■ Goal of the exercise:
Among the records that follow, find the line with "the wooden bed" and the line with "x=447, y=266". Set down those lines and all lines between them exactly, without adding anything.

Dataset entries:
═══

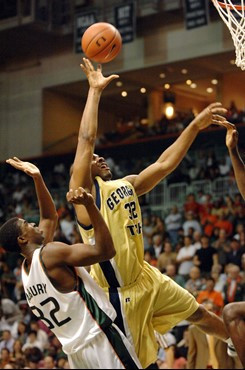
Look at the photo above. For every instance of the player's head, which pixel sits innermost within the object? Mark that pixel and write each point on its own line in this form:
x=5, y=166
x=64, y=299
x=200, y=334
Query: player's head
x=100, y=168
x=16, y=234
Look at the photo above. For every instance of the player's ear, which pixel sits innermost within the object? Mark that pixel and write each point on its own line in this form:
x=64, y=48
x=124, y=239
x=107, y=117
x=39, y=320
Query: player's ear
x=22, y=240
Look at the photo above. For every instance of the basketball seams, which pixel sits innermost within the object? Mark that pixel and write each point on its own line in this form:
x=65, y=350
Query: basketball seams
x=111, y=42
x=101, y=42
x=104, y=29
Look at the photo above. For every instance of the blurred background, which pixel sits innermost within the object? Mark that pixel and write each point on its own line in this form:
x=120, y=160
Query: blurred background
x=177, y=57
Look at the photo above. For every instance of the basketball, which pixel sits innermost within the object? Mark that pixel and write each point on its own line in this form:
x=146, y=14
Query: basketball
x=101, y=42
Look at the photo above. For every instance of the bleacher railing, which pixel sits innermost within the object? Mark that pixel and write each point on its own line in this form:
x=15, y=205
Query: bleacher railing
x=164, y=196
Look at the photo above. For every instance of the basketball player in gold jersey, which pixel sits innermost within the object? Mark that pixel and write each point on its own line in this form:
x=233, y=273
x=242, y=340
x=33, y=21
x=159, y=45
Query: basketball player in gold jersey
x=145, y=299
x=234, y=313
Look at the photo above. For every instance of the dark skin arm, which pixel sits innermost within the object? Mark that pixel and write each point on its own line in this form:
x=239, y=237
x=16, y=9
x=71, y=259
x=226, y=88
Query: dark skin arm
x=57, y=256
x=48, y=214
x=81, y=173
x=237, y=162
x=172, y=156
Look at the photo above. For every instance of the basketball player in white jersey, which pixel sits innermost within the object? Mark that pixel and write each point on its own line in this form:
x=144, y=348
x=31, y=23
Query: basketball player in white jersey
x=234, y=313
x=60, y=292
x=145, y=299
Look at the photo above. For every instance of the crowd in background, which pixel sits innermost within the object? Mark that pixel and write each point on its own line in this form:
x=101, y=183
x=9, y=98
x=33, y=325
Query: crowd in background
x=135, y=128
x=200, y=244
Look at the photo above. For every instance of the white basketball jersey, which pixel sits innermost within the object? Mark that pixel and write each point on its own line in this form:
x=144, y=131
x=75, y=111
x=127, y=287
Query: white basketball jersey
x=75, y=317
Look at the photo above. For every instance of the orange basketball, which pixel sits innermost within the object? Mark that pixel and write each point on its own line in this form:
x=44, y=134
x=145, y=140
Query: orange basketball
x=101, y=42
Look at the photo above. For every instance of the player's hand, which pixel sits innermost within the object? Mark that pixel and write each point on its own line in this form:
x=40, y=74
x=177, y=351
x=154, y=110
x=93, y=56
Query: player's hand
x=211, y=114
x=231, y=135
x=79, y=196
x=95, y=77
x=29, y=168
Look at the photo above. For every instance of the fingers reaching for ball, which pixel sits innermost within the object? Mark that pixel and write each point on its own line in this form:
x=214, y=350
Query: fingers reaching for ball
x=79, y=196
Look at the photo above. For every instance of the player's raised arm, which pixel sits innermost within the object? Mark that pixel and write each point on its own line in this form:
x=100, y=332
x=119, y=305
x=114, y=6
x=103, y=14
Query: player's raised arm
x=173, y=155
x=83, y=254
x=81, y=169
x=81, y=172
x=48, y=214
x=237, y=162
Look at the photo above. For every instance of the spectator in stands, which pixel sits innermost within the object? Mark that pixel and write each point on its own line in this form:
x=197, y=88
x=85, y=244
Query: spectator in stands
x=222, y=245
x=173, y=222
x=42, y=337
x=191, y=222
x=148, y=230
x=224, y=223
x=67, y=224
x=17, y=351
x=8, y=282
x=167, y=257
x=171, y=272
x=239, y=232
x=150, y=257
x=185, y=257
x=224, y=166
x=210, y=295
x=235, y=254
x=49, y=362
x=195, y=284
x=7, y=341
x=208, y=352
x=9, y=313
x=157, y=246
x=205, y=207
x=219, y=278
x=234, y=290
x=32, y=341
x=217, y=208
x=205, y=257
x=228, y=208
x=5, y=357
x=22, y=331
x=197, y=239
x=191, y=204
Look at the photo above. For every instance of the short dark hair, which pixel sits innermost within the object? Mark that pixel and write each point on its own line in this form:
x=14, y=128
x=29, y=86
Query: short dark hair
x=9, y=233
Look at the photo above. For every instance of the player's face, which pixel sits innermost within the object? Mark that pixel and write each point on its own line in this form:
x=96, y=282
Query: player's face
x=31, y=231
x=100, y=168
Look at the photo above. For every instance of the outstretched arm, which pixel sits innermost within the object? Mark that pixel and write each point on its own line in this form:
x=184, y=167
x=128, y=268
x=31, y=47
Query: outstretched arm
x=237, y=162
x=48, y=214
x=81, y=171
x=172, y=156
x=83, y=254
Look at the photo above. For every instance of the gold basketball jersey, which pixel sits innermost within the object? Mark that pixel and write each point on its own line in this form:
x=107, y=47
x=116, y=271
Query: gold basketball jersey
x=119, y=206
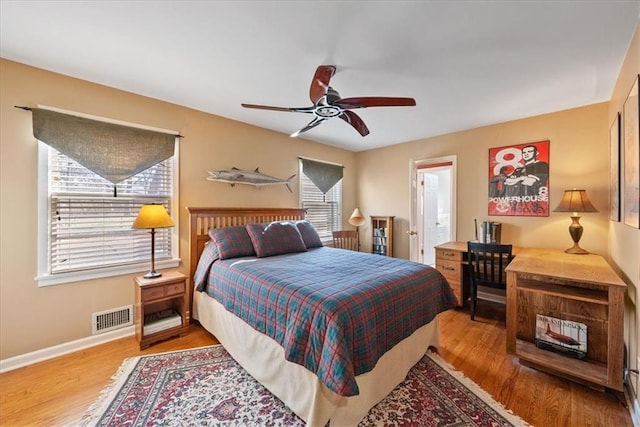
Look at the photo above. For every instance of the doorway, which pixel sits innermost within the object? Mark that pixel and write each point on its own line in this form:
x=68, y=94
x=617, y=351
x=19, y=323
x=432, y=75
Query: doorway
x=433, y=218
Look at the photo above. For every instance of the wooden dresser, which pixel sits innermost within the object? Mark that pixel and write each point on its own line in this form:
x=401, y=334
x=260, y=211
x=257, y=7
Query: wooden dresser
x=577, y=288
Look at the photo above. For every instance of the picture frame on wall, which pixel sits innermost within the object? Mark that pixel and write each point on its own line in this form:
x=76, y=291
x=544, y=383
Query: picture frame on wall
x=614, y=191
x=631, y=138
x=519, y=180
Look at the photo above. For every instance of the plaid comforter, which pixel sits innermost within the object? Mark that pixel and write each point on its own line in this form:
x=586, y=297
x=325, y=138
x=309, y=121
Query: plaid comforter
x=334, y=311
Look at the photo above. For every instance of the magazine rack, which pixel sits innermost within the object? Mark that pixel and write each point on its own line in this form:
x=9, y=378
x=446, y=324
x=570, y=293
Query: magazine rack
x=575, y=288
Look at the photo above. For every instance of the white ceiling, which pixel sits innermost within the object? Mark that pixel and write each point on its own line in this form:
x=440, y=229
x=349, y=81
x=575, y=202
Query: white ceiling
x=467, y=63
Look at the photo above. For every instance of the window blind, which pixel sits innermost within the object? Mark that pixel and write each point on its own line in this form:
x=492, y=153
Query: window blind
x=89, y=228
x=112, y=151
x=323, y=210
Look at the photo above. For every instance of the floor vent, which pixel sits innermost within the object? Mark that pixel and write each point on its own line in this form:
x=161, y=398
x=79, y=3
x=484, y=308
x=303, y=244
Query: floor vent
x=109, y=320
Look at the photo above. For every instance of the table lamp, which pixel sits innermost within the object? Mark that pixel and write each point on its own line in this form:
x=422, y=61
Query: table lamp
x=575, y=201
x=152, y=216
x=357, y=219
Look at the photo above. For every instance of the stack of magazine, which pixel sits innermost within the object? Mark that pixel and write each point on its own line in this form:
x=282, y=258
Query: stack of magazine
x=561, y=336
x=160, y=321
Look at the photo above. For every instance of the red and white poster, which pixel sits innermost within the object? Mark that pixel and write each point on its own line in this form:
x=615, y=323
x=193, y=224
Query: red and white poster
x=519, y=180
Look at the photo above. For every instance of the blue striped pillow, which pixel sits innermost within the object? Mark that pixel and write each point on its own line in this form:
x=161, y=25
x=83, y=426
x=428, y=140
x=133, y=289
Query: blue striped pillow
x=275, y=238
x=232, y=242
x=309, y=234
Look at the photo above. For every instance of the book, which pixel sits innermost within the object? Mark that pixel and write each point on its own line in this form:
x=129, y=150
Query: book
x=160, y=321
x=561, y=336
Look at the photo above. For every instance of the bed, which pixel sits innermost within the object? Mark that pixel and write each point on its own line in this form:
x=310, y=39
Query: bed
x=341, y=360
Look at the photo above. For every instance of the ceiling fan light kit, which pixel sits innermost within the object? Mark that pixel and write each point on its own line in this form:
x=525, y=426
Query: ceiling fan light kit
x=328, y=104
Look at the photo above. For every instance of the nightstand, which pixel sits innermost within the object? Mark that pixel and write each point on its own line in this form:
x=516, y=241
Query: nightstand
x=161, y=309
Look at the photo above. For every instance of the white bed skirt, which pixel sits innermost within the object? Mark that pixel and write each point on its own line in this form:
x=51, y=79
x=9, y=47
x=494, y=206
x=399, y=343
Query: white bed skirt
x=298, y=387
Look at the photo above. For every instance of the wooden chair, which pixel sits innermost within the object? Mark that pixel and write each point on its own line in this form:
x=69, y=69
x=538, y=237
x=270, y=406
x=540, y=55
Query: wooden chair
x=487, y=262
x=345, y=239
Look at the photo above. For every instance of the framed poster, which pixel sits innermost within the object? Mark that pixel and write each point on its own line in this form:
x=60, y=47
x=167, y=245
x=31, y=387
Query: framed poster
x=631, y=133
x=519, y=180
x=614, y=190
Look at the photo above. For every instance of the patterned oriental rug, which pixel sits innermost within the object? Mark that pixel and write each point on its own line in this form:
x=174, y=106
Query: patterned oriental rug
x=206, y=387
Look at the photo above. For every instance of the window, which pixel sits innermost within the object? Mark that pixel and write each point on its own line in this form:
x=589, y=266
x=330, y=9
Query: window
x=85, y=232
x=323, y=210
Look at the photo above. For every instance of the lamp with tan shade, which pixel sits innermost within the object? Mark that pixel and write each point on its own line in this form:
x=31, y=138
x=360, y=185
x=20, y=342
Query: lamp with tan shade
x=575, y=201
x=152, y=216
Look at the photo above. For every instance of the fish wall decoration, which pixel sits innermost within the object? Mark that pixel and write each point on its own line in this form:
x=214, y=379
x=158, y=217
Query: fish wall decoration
x=256, y=178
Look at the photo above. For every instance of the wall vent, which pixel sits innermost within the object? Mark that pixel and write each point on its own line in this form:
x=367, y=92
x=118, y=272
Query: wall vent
x=109, y=320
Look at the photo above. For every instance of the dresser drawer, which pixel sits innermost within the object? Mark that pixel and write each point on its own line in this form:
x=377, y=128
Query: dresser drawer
x=174, y=289
x=448, y=254
x=451, y=270
x=169, y=289
x=149, y=294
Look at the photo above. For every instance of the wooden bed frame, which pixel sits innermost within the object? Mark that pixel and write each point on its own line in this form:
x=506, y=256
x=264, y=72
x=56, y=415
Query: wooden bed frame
x=201, y=220
x=264, y=359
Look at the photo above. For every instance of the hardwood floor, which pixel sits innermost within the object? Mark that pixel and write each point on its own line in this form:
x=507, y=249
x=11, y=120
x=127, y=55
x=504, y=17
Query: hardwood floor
x=58, y=391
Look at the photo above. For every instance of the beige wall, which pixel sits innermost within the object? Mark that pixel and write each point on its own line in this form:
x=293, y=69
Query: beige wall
x=579, y=157
x=624, y=242
x=579, y=151
x=33, y=317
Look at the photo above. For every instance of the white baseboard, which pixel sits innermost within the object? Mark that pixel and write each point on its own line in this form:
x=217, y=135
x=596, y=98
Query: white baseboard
x=62, y=349
x=634, y=408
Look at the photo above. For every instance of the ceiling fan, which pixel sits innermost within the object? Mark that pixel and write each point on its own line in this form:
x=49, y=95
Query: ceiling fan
x=327, y=103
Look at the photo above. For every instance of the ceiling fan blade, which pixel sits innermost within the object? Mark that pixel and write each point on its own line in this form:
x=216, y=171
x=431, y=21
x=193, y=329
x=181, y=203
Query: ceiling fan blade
x=320, y=82
x=293, y=110
x=374, y=101
x=354, y=120
x=313, y=123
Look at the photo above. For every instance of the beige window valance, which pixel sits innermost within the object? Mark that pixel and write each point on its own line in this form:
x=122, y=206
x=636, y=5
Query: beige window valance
x=323, y=175
x=113, y=151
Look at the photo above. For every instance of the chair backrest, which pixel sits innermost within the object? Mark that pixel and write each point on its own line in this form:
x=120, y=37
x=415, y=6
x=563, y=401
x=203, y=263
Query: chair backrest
x=487, y=262
x=345, y=239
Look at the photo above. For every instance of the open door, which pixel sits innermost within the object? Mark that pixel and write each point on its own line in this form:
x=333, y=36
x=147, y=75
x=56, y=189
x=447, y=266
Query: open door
x=433, y=218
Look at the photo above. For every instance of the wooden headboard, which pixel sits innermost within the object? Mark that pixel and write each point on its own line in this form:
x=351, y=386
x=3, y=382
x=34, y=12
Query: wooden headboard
x=201, y=220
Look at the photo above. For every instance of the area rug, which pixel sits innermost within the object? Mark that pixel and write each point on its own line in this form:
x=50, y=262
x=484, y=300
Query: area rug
x=207, y=387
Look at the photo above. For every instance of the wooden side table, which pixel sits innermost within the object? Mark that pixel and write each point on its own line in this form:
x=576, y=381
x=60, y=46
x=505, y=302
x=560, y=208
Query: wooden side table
x=578, y=288
x=161, y=309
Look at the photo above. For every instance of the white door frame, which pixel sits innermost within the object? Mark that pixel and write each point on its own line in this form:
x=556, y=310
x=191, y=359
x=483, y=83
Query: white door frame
x=415, y=239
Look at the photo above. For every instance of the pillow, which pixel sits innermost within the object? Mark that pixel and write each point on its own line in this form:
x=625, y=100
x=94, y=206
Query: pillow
x=275, y=238
x=309, y=234
x=232, y=242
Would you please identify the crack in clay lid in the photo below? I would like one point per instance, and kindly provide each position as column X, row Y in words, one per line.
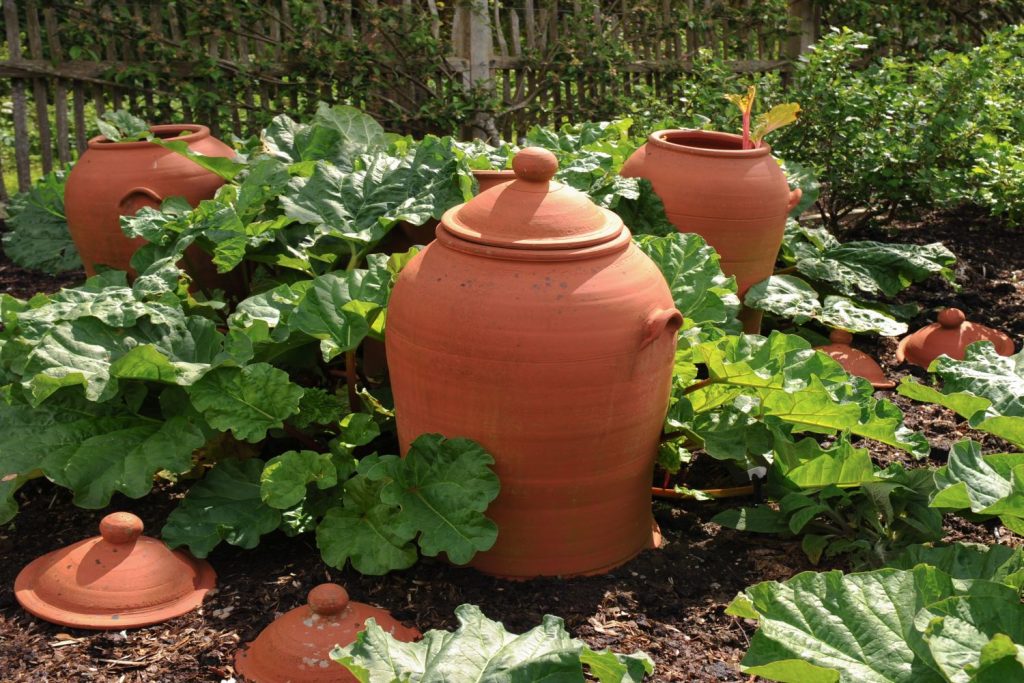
column 297, row 645
column 950, row 336
column 532, row 211
column 117, row 580
column 854, row 360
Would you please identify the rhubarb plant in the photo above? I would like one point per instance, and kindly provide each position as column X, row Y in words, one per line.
column 887, row 626
column 481, row 649
column 773, row 119
column 847, row 286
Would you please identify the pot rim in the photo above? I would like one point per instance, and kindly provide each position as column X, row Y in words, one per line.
column 196, row 132
column 667, row 139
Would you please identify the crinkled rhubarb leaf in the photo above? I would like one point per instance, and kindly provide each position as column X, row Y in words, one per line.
column 224, row 505
column 246, row 400
column 365, row 530
column 442, row 487
column 998, row 563
column 701, row 293
column 285, row 477
column 482, row 650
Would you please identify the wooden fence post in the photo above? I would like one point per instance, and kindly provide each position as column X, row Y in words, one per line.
column 803, row 27
column 22, row 161
column 472, row 42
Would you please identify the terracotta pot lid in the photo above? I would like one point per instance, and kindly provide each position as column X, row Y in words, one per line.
column 532, row 211
column 297, row 645
column 950, row 336
column 118, row 580
column 854, row 360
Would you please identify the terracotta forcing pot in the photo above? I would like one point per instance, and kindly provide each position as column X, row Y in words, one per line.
column 296, row 647
column 950, row 335
column 534, row 326
column 737, row 200
column 114, row 179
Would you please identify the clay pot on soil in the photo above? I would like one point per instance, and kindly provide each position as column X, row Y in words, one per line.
column 118, row 580
column 737, row 200
column 114, row 179
column 855, row 361
column 950, row 335
column 296, row 647
column 534, row 326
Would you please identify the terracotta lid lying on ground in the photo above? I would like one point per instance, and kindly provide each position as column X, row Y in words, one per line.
column 296, row 647
column 950, row 335
column 118, row 580
column 855, row 361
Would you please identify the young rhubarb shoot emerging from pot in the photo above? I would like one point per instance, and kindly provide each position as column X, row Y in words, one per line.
column 778, row 116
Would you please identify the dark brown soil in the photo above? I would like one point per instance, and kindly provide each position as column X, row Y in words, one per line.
column 669, row 602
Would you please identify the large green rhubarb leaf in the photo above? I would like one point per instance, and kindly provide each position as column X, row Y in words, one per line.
column 984, row 373
column 38, row 237
column 225, row 505
column 799, row 386
column 284, row 480
column 246, row 400
column 828, row 628
column 92, row 449
column 791, row 297
column 366, row 531
column 702, row 294
column 878, row 267
column 888, row 626
column 984, row 484
column 442, row 487
column 481, row 649
column 998, row 563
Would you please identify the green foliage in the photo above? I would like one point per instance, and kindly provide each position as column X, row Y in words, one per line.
column 855, row 278
column 844, row 506
column 998, row 563
column 896, row 133
column 986, row 485
column 38, row 237
column 886, row 626
column 121, row 126
column 481, row 649
column 985, row 388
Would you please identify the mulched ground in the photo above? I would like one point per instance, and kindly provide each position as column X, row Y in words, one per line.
column 668, row 602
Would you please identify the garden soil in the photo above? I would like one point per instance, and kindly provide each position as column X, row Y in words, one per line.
column 669, row 603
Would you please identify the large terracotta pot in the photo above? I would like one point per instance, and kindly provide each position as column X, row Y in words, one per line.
column 114, row 179
column 534, row 326
column 737, row 200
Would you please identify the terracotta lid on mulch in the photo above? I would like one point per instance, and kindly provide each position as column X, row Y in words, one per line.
column 118, row 580
column 950, row 335
column 855, row 361
column 532, row 212
column 297, row 645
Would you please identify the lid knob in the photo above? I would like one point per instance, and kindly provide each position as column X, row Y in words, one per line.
column 840, row 337
column 951, row 317
column 328, row 599
column 120, row 527
column 535, row 165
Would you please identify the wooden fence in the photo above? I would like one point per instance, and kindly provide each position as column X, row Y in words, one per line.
column 66, row 62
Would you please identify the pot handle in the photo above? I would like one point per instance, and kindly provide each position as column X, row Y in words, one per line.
column 136, row 198
column 660, row 322
column 795, row 196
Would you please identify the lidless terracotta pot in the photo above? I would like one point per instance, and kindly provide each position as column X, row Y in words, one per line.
column 119, row 580
column 534, row 326
column 296, row 647
column 114, row 179
column 737, row 200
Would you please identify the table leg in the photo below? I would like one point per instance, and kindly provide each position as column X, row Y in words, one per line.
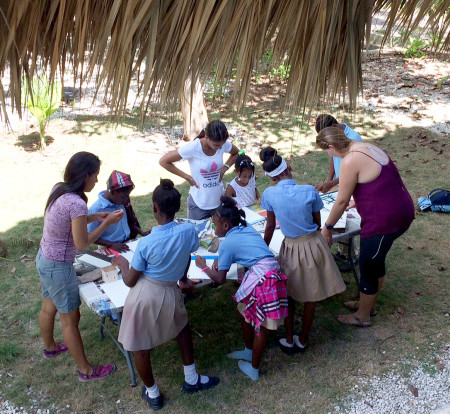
column 102, row 324
column 351, row 262
column 125, row 353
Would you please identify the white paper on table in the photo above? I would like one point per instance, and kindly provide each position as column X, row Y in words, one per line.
column 117, row 291
column 94, row 261
column 251, row 217
column 90, row 293
column 130, row 253
column 196, row 273
column 325, row 213
column 275, row 243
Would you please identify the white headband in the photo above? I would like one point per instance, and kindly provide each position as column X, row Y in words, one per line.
column 278, row 170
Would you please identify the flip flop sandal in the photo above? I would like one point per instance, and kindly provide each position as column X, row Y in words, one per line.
column 353, row 305
column 355, row 321
column 60, row 348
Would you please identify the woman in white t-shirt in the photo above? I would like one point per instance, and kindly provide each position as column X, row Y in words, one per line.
column 205, row 157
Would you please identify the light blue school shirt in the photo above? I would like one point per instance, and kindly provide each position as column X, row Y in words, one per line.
column 166, row 251
column 116, row 233
column 243, row 245
column 350, row 134
column 293, row 206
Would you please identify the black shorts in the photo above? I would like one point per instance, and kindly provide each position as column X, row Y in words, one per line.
column 372, row 257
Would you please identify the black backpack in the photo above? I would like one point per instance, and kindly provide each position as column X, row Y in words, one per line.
column 439, row 197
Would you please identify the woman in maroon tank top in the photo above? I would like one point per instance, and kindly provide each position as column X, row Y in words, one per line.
column 385, row 207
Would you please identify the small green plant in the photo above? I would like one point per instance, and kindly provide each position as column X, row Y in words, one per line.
column 443, row 80
column 415, row 48
column 281, row 71
column 42, row 100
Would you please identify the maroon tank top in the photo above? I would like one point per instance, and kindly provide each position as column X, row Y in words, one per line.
column 384, row 204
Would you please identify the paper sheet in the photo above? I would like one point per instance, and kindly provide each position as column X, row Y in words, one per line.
column 130, row 253
column 90, row 293
column 325, row 212
column 117, row 291
column 275, row 243
column 251, row 217
column 196, row 273
column 94, row 261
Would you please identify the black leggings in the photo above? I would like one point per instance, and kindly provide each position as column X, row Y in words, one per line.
column 372, row 257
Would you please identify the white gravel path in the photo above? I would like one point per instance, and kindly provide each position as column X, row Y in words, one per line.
column 426, row 389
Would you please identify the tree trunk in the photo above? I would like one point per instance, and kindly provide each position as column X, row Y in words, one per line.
column 194, row 115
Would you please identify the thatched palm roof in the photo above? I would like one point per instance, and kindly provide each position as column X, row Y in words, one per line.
column 165, row 39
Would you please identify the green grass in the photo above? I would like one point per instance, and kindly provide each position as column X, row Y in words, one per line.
column 412, row 305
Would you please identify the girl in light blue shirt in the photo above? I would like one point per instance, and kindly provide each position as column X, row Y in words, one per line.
column 154, row 310
column 305, row 257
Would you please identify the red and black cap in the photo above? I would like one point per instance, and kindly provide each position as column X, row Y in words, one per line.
column 118, row 180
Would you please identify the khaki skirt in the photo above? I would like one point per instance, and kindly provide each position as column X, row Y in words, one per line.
column 153, row 313
column 310, row 268
column 268, row 323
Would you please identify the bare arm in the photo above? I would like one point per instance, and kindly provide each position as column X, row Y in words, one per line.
column 330, row 183
column 331, row 170
column 218, row 276
column 166, row 161
column 348, row 180
column 82, row 238
column 230, row 161
column 129, row 275
column 230, row 192
column 117, row 246
column 270, row 227
column 316, row 218
column 186, row 285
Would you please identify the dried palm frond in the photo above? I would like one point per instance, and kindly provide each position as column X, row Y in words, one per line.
column 168, row 41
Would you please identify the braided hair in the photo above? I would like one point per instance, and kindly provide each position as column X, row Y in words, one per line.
column 229, row 211
column 270, row 158
column 81, row 165
column 167, row 197
column 216, row 131
column 244, row 162
column 324, row 121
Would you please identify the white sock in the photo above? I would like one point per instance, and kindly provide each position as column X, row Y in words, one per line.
column 191, row 376
column 297, row 342
column 285, row 343
column 153, row 391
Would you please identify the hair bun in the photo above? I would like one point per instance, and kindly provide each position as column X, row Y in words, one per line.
column 166, row 183
column 228, row 202
column 267, row 153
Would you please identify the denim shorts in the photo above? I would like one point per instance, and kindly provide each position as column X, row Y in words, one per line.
column 195, row 212
column 58, row 283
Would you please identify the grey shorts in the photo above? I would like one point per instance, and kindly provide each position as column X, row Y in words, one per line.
column 195, row 212
column 58, row 283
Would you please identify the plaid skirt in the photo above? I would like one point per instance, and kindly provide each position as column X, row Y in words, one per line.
column 153, row 314
column 310, row 268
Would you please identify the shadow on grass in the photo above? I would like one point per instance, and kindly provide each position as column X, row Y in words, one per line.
column 32, row 142
column 415, row 293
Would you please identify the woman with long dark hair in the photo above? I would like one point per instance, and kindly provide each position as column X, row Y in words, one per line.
column 65, row 232
column 385, row 207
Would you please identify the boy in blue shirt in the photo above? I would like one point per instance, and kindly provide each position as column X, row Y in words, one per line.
column 323, row 121
column 117, row 197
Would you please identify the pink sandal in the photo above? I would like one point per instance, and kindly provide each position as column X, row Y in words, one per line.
column 98, row 372
column 60, row 348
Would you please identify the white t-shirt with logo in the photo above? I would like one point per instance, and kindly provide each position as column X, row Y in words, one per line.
column 205, row 170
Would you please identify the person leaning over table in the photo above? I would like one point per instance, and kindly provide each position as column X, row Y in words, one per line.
column 382, row 201
column 324, row 121
column 205, row 156
column 65, row 231
column 117, row 197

═══

■ Exercise result:
Look at the photo above. For every instance of the wooden bed frame, which pixel sits innermost within the object? Mark that pixel and write each point on its own line in this form:
x=506, y=256
x=264, y=72
x=56, y=415
Query: wooden bed frame
x=201, y=220
x=264, y=359
Look at the photo above. For every instance of the hardwood floor, which pixel sits innermost within the object? Mark that pixel and write each point on its own line in this form:
x=507, y=249
x=11, y=120
x=127, y=55
x=504, y=17
Query: hardwood floor
x=58, y=391
Look at the photo above. For every instance of the beige wall, which pixel sits innermost within the object? Mark that pixel and write each point on its own line in this form:
x=293, y=69
Query: beige wall
x=579, y=157
x=624, y=242
x=579, y=151
x=33, y=317
Look at the photo above. For every instance of the white baseboard, which pixel sits innermost within the object? Mark that pixel and write each point on its own line in this form:
x=217, y=135
x=596, y=98
Query: white baseboard
x=62, y=349
x=634, y=408
Look at the photo above. For every instance of the ceiling fan, which pixel sits innermost within the object? Mark that pixel and write each point on its own line in this form:
x=49, y=95
Query: ceiling fan
x=327, y=103
Look at the photo above. For every instance of the ceiling fan blade, which pixel sits innermost within the object? Mark that pixel and write each point on its own line in this form:
x=216, y=171
x=431, y=21
x=193, y=329
x=181, y=203
Query: ceiling fan blade
x=320, y=82
x=293, y=110
x=374, y=101
x=354, y=120
x=313, y=123
Look at the photo above. For every instance of the beige window valance, which pixel sits innermost within the object? Mark that pixel and write each point on its own line in this form:
x=122, y=206
x=636, y=5
Query: beige window valance
x=323, y=175
x=113, y=151
Look at the photo above. For every instance of the chair backrest, which pixel sits innermost within the object? Mark that pixel and write each point on its own line in this form:
x=120, y=37
x=415, y=6
x=563, y=401
x=203, y=263
Query: chair backrest
x=487, y=262
x=345, y=239
Look at the photo above. For every instance of the open door, which pixel sits innermost within the object? Mark that pixel and write each point on its own line in this form:
x=333, y=36
x=147, y=75
x=56, y=189
x=447, y=266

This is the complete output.